All the entries below should be reproduced exactly.

Referring expression pointing data:
BEGIN

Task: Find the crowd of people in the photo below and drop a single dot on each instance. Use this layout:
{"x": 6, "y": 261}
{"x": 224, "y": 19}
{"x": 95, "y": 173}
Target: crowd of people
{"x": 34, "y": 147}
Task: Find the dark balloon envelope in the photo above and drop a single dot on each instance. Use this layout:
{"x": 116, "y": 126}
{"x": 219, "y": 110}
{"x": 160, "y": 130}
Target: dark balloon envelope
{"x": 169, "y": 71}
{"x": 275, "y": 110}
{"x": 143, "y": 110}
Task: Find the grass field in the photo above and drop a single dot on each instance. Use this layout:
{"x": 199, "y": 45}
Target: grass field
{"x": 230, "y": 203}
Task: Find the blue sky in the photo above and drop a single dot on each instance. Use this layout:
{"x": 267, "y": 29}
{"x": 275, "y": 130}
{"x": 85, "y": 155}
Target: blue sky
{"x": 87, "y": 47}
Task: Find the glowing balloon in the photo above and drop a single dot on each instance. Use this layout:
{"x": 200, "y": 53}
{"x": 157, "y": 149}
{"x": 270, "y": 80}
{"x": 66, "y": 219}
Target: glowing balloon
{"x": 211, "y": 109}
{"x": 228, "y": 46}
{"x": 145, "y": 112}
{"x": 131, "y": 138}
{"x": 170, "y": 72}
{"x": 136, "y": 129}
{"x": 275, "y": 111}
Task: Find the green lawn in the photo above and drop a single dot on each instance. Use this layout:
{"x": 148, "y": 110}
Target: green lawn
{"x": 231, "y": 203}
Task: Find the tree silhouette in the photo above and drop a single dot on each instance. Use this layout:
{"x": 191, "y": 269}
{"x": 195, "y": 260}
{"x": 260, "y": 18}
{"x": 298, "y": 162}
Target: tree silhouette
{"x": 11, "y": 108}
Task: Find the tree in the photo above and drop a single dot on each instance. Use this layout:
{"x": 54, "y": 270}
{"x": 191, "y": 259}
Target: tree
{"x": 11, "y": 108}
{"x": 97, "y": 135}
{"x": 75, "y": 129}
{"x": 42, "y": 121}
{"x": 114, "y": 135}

END

### Exercise result
Task: Find the crowd of people in the photo below and drop a single dot on each instance. Use this layout:
{"x": 6, "y": 261}
{"x": 224, "y": 19}
{"x": 95, "y": 173}
Target: crowd of people
{"x": 34, "y": 147}
Task: Find the dark balloon envelope in the photo above and drop a single dot on each instance. Use this layout:
{"x": 116, "y": 126}
{"x": 219, "y": 110}
{"x": 160, "y": 130}
Target: dark balloon envelope
{"x": 169, "y": 71}
{"x": 275, "y": 110}
{"x": 143, "y": 110}
Task: Find the grass field in the photo above and drop a single dot on each instance. Use this layout:
{"x": 199, "y": 45}
Target: grass field
{"x": 230, "y": 203}
Task: Find the blue sky in the photo above and drop a single dot on each instance. Use this layout:
{"x": 267, "y": 29}
{"x": 275, "y": 130}
{"x": 85, "y": 155}
Target: blue sky
{"x": 87, "y": 47}
Task: Find the glowing balloon in the photo above and drop a single dot on each instance. Use this layout:
{"x": 200, "y": 53}
{"x": 157, "y": 149}
{"x": 270, "y": 80}
{"x": 66, "y": 219}
Target: glowing balloon
{"x": 211, "y": 109}
{"x": 228, "y": 46}
{"x": 145, "y": 112}
{"x": 131, "y": 138}
{"x": 170, "y": 72}
{"x": 136, "y": 129}
{"x": 275, "y": 111}
Task: Find the green lawn in the photo above and drop a single dot on each instance. Use this layout:
{"x": 148, "y": 110}
Target: green lawn
{"x": 231, "y": 203}
Task: Find the tree silhouette in the photo above and drop a single dot on each instance. Use this layout:
{"x": 191, "y": 269}
{"x": 195, "y": 260}
{"x": 260, "y": 18}
{"x": 298, "y": 162}
Target: tree silhouette
{"x": 11, "y": 108}
Task: Find the tree in the photo above and drop a single dot on each instance. Use this layout:
{"x": 54, "y": 270}
{"x": 191, "y": 259}
Target: tree
{"x": 11, "y": 108}
{"x": 97, "y": 135}
{"x": 75, "y": 129}
{"x": 42, "y": 121}
{"x": 114, "y": 135}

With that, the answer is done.